将来は薬剤師になりたいワケ
そんな壮絶な人生を送ってきたみゆ氏だが、セクシー女優引退後の主な収入源は、動画配信。ファンたちが月額登録するサイトに動画をアップロードすることによって、生計を立てているのだという。必然的に動画編集のスキルが必要となる。
「こつこつ勉強して、動画編集を体得できました。こうした細かい作業が好きで、性に合っているんですよね。組織のなかで誰かに合わせて動くよりも、個人で発信するほうが生活がしやすいと感じています」
気になるのは、その収入。企画単体女優も経験した彼女の月収は相当な金額だったはず。みゆ氏は、「今のところですが」と前置きしたうえで、こう言った。
「ありがたいことにセクシー女優時代よりは、稼げていますね。個人で動画配信をするときは、だらだらした感じも“素人ゆえの味わい”みたいな好意的な目で見てくれるファンが多く、私自身が新しい魅力を発見した印象です」
だが同時に、「いつまでもこの生活をしようと思っているわけではありません」とも語る。
「将来は薬剤師になりたいと思っています。子宮外妊娠をしてしまったとき、生まれて初めて一週間ほどの入院を経験しました。自分の身体や人生がどうなってしまうのか、とても不安なときに、医療従事者の方々にとても励ましていただきました。

作業内容
(1) みゆ氏についての記事に出てくる職業や職種を表す語をすべて挙げてください。
(2) みゆ氏についての記事によると、みゆ氏に動画編集のスキルが必要になったのはなぜですか。
(3) みゆ氏についての記事の続きを、最後の文の後から書き継いでください。

抜粋した行
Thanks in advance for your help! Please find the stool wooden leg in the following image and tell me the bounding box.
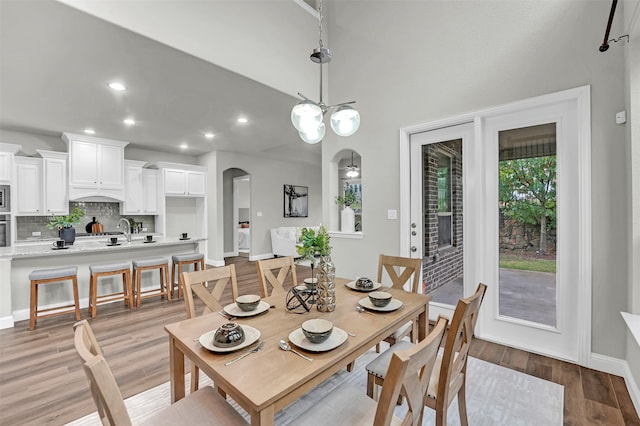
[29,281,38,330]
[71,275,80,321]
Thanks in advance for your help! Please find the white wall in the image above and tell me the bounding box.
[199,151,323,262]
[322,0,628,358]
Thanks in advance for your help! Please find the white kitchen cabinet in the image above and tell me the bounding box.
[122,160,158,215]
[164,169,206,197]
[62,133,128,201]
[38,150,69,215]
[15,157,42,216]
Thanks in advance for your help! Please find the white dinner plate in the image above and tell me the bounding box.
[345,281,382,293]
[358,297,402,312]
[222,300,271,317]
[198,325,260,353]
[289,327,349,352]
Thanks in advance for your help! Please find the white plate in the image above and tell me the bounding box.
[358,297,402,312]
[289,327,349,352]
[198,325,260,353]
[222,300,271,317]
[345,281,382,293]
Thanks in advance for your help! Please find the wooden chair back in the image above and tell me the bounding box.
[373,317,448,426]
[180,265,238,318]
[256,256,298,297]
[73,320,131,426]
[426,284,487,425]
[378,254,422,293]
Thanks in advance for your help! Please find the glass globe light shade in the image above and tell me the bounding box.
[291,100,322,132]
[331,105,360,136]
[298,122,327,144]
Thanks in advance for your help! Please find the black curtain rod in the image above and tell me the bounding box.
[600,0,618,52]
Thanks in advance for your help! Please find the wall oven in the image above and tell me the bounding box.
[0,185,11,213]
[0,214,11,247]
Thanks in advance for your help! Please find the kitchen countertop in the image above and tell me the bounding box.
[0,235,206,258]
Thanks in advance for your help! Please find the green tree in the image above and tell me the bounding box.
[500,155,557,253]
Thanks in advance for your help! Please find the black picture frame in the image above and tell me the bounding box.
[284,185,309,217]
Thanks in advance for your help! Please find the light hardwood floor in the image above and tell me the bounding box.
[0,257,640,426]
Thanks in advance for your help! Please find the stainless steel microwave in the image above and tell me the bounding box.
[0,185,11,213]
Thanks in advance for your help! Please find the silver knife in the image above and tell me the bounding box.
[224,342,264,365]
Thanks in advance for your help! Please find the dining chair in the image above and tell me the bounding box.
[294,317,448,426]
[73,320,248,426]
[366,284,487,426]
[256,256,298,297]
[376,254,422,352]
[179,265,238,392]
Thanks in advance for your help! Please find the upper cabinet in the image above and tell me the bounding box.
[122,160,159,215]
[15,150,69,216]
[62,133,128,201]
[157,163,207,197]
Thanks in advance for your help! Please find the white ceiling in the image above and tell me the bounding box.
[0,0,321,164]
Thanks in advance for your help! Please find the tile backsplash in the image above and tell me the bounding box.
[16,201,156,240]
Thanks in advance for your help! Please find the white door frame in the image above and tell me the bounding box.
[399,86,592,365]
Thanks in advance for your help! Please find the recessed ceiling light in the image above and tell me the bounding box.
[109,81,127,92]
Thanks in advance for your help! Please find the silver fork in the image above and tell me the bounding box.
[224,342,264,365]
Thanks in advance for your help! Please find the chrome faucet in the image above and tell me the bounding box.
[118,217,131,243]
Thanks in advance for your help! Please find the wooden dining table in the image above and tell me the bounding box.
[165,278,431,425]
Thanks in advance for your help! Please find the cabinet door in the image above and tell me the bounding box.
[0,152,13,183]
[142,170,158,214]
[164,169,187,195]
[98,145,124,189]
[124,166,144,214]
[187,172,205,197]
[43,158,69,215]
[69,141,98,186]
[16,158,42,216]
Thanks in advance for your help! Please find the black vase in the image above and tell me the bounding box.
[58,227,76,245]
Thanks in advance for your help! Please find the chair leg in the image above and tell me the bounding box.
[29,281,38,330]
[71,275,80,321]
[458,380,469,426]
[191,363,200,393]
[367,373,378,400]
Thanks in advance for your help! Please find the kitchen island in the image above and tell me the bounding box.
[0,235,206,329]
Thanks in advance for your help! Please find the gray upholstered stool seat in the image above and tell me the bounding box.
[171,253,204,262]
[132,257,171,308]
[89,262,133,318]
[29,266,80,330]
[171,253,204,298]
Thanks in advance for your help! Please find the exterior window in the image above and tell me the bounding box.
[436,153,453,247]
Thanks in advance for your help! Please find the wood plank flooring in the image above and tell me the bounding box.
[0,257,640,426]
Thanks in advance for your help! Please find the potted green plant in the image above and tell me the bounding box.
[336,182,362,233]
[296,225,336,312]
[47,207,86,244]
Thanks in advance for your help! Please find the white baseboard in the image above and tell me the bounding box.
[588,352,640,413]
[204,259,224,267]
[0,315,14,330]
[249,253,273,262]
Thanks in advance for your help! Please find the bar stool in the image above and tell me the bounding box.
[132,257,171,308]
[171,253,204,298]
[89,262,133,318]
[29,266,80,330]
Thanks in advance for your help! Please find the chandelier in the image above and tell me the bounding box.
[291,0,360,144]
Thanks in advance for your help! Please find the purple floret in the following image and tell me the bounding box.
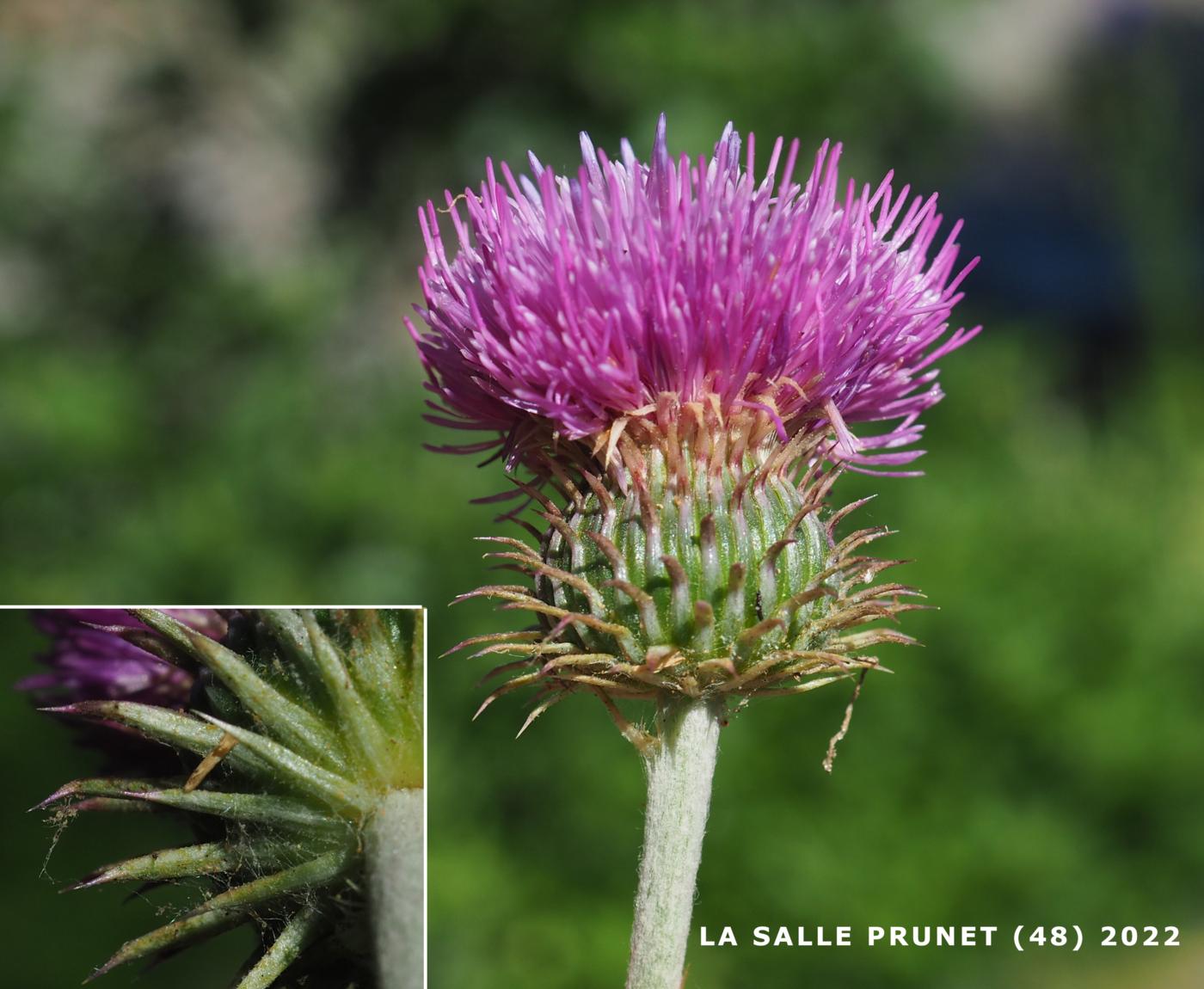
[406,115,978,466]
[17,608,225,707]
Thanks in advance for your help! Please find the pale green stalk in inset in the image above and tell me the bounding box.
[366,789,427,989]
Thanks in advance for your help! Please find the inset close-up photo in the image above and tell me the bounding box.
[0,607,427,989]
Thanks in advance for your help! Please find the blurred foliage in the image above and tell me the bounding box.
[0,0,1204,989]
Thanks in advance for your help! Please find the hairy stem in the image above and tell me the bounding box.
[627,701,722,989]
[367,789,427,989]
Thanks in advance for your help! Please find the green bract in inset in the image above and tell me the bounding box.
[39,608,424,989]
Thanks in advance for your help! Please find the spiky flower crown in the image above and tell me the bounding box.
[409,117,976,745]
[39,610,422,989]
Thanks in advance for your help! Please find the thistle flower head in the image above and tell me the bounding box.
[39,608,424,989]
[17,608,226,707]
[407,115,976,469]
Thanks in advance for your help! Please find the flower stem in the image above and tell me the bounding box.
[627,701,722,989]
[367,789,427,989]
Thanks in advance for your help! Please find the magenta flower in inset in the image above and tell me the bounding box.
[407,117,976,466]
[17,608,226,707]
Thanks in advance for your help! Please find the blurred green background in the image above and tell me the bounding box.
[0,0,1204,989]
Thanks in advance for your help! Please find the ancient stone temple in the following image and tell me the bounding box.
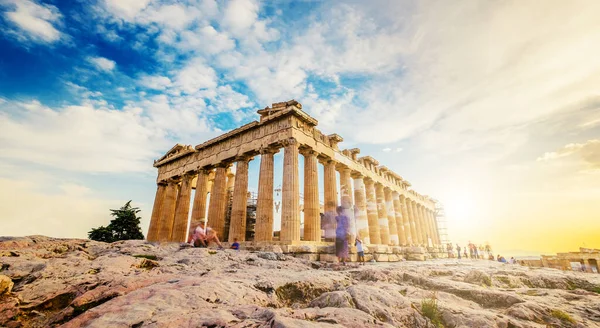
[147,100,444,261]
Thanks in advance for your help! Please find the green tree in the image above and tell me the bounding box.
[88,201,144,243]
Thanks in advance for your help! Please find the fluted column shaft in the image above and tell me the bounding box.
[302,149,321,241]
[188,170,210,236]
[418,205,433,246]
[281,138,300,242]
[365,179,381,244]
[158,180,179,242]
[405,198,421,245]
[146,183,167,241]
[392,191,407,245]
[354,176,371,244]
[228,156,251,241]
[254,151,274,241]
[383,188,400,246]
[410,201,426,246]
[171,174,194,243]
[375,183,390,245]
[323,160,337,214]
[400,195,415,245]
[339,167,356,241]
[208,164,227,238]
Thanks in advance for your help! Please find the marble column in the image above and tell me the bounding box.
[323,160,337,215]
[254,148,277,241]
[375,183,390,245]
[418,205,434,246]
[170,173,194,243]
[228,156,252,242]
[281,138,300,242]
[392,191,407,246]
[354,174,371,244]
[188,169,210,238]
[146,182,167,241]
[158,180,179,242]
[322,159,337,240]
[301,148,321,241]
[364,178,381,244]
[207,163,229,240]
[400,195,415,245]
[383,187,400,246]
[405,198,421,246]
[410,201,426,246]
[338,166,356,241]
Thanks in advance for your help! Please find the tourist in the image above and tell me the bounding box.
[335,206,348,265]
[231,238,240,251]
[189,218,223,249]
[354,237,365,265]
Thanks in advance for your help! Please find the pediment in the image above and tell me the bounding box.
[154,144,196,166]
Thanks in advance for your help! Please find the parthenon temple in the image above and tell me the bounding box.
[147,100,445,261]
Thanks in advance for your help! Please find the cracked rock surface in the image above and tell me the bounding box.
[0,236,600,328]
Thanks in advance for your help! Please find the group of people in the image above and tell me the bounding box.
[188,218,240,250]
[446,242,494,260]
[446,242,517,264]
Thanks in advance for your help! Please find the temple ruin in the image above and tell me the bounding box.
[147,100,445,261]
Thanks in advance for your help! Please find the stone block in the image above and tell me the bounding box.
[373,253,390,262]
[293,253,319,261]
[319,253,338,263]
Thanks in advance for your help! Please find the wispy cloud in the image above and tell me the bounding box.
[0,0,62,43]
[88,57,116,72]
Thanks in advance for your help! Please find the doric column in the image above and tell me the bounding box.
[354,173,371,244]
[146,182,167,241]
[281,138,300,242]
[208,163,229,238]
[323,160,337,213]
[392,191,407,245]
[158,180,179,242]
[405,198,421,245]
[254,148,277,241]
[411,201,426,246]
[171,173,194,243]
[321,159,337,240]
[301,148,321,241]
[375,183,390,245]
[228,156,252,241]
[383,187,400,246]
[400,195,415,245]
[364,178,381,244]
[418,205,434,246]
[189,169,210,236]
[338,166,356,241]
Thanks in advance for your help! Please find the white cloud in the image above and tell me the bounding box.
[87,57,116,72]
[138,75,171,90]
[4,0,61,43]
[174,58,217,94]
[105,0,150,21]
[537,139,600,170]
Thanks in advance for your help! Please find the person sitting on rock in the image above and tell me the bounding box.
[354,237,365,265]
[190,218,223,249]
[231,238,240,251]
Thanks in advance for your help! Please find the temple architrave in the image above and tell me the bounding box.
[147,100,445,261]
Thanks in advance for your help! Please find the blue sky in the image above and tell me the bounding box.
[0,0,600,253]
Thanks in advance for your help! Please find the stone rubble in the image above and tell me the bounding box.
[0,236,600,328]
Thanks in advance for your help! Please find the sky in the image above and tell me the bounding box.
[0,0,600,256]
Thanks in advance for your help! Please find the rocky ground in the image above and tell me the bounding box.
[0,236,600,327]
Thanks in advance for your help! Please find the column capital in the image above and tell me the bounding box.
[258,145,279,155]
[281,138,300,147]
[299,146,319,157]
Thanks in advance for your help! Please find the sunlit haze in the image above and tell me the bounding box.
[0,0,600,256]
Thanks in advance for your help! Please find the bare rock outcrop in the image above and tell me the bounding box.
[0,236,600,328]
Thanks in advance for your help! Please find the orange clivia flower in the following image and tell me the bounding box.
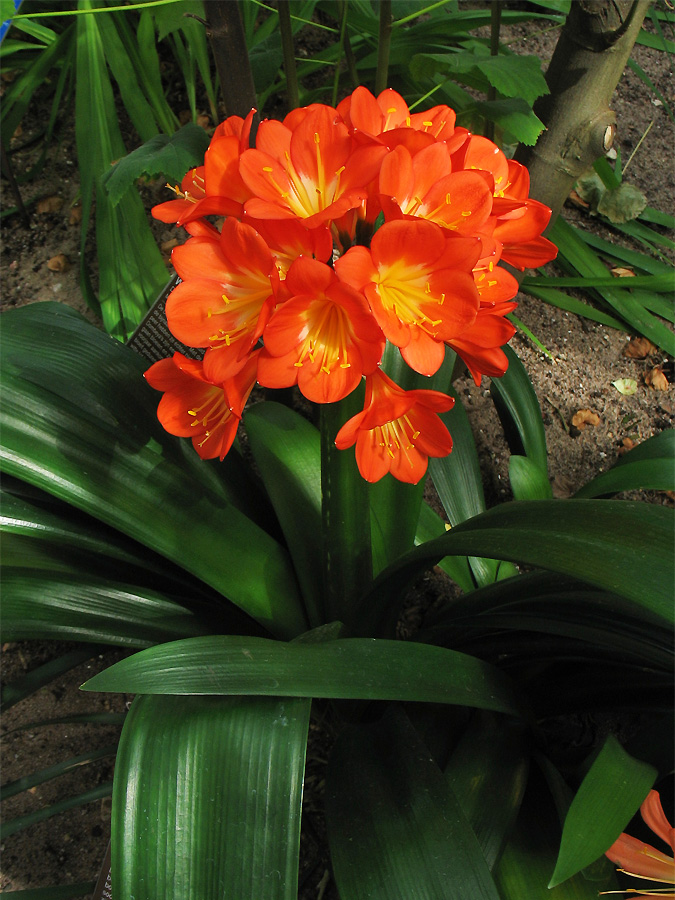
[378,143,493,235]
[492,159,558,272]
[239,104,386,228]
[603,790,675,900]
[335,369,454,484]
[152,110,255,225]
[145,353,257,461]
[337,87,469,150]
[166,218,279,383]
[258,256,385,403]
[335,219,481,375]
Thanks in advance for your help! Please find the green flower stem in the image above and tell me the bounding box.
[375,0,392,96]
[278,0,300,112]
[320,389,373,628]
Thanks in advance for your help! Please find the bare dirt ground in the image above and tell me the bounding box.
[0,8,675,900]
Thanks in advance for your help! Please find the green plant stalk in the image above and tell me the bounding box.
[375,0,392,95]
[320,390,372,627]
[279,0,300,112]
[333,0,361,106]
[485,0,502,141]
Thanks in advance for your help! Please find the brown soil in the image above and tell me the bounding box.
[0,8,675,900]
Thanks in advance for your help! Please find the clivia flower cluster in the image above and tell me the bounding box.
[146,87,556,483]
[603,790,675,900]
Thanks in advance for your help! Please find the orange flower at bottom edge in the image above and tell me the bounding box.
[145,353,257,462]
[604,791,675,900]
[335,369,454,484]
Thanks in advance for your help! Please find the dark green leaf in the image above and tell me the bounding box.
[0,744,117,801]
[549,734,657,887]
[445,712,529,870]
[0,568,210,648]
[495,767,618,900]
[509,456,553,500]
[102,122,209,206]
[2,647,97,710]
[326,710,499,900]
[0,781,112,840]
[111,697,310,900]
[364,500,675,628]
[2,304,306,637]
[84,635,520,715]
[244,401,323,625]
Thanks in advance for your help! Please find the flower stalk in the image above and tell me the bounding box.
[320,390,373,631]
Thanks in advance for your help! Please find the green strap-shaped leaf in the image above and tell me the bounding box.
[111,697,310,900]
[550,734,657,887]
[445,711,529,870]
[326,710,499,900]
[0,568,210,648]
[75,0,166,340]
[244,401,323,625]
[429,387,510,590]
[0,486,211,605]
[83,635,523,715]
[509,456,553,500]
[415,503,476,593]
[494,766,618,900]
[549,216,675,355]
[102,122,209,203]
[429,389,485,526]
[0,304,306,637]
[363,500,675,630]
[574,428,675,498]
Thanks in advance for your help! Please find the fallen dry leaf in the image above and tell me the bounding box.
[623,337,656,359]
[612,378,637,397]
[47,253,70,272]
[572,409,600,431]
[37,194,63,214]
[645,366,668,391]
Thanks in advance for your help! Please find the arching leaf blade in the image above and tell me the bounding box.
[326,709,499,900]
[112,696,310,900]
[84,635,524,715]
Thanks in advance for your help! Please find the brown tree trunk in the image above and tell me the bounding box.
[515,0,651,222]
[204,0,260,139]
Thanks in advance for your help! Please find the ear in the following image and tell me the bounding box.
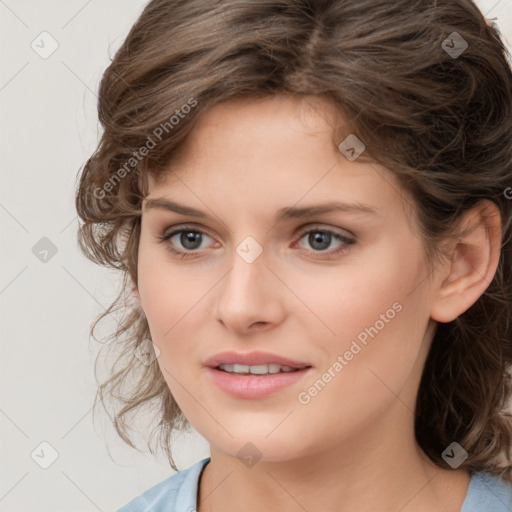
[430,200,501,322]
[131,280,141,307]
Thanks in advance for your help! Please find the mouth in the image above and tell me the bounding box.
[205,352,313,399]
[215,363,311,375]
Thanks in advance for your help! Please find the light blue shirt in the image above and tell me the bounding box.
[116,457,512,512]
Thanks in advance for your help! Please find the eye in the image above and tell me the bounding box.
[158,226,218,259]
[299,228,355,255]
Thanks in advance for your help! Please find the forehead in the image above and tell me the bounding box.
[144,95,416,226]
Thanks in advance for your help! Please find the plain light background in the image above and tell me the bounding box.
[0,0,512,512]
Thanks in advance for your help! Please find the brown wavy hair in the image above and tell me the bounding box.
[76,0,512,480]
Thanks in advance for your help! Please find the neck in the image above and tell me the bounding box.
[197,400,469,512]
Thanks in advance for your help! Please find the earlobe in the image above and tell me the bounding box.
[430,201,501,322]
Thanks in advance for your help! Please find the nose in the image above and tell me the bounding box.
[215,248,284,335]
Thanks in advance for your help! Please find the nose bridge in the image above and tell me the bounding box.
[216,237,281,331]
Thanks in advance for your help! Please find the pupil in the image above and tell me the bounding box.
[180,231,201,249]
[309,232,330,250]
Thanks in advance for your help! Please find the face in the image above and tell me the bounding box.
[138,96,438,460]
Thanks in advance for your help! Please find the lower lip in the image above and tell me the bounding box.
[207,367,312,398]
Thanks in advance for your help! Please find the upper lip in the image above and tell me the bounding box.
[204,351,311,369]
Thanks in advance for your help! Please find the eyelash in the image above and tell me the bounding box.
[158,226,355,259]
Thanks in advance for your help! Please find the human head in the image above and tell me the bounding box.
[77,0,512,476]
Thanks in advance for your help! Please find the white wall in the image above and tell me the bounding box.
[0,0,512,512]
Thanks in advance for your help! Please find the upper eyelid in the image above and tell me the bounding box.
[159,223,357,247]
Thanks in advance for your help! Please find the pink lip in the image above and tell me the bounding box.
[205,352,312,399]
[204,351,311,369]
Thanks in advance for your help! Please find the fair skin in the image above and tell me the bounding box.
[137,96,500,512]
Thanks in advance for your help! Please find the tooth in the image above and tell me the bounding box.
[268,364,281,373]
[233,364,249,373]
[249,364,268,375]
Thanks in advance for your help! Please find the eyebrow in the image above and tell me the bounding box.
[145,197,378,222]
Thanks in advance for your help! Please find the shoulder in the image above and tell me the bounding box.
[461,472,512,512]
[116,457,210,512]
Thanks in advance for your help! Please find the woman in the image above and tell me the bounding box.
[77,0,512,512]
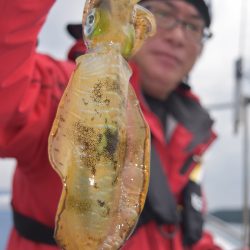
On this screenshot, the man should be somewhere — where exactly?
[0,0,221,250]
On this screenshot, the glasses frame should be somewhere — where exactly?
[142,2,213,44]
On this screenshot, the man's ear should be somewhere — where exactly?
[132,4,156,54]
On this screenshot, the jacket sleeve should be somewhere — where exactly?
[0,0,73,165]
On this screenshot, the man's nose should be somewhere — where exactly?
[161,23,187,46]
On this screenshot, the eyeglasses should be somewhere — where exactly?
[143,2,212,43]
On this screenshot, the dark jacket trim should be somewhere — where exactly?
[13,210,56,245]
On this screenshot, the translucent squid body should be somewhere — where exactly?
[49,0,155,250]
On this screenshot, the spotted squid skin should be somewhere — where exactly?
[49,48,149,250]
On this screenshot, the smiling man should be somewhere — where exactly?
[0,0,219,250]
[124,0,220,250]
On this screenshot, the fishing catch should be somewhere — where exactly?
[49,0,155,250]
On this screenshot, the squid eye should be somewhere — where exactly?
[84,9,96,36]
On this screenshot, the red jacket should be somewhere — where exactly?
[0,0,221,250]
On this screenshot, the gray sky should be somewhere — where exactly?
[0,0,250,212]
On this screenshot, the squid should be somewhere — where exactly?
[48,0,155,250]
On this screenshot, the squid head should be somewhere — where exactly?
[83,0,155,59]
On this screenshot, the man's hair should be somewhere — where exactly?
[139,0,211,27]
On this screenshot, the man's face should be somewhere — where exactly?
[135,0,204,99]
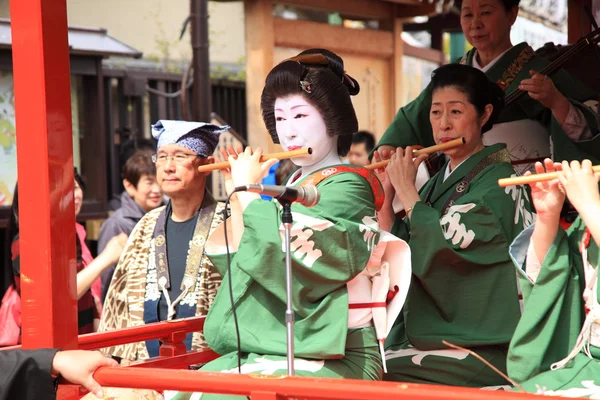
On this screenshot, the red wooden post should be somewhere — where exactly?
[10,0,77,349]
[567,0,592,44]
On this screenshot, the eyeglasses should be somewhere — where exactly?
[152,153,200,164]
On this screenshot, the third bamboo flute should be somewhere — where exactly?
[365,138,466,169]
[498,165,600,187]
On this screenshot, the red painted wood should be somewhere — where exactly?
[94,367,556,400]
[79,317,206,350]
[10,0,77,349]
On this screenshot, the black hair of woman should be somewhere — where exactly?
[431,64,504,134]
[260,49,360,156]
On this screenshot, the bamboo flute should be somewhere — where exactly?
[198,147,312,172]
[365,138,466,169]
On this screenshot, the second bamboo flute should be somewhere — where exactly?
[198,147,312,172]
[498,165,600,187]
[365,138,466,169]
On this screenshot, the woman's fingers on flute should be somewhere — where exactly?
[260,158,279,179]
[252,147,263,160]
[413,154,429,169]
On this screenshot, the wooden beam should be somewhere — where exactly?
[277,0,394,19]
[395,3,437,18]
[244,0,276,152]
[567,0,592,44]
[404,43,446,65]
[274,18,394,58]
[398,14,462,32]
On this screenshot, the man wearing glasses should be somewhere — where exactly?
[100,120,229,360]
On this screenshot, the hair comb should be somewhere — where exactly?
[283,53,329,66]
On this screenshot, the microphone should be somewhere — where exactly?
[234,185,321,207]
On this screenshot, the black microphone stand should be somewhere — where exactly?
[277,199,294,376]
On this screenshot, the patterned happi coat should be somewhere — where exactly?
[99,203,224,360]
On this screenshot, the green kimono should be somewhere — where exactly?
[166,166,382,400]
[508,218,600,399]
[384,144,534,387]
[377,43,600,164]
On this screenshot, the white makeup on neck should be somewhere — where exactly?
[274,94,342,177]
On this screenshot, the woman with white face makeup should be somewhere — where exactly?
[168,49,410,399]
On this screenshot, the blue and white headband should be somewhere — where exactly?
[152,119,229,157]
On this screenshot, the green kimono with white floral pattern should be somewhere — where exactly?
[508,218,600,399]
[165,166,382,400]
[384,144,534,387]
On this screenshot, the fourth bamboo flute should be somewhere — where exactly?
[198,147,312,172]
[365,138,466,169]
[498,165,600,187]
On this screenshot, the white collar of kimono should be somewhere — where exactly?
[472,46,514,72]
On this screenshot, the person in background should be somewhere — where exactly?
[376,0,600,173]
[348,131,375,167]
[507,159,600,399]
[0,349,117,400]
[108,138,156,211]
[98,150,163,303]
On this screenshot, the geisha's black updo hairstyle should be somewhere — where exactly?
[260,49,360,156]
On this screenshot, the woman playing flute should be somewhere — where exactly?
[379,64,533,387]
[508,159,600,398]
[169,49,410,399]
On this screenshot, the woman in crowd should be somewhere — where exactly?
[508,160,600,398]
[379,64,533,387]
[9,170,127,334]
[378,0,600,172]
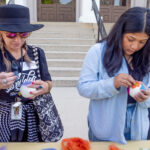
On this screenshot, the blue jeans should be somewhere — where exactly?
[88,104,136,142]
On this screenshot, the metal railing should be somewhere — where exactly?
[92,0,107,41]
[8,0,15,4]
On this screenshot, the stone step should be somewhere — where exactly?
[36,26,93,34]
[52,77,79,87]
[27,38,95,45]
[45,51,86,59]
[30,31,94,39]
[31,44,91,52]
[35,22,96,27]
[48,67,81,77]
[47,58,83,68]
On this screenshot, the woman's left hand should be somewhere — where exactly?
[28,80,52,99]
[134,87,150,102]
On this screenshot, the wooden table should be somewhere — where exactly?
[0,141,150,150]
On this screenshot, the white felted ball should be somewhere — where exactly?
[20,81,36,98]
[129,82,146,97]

回答一覧
(1) 薬剤師、セクシー女優、企画単体女優、医療従事者

(2) セクシー女優を引退した後の主な収入源が動画配信だからです。ファンが月額登録するサイトに動画をアップロードして生計を立てているため、動画編集のスキルが必然的に必要になりました。

(3)
これまで私はいくつかの喪失体験がありました。それが原因でやる気になれず厭世的になったけれど、誰かの役に立てる人生が今からでも送れるなら、また挑戦してみようかなと思っています。
高校も中退して、大学も除籍になった私でも、自分が勉強した知識を生かして誰かに寄り添えるのだとしたら、そんな人生もいいなと最近は思っています」
※
みゆ氏は、悲しみを刺青として身体に纏うことで昇華し、人生の次のステージを自力で引き寄せようとした。失われたものはもとに戻らないが、彼女が歩みをやめない限り語り継ぐことはできる。時間はかかったが、奈落で勇気づけてくれた医療従事者たちへの恩返しの第一歩にいま、ようやく乗り出した。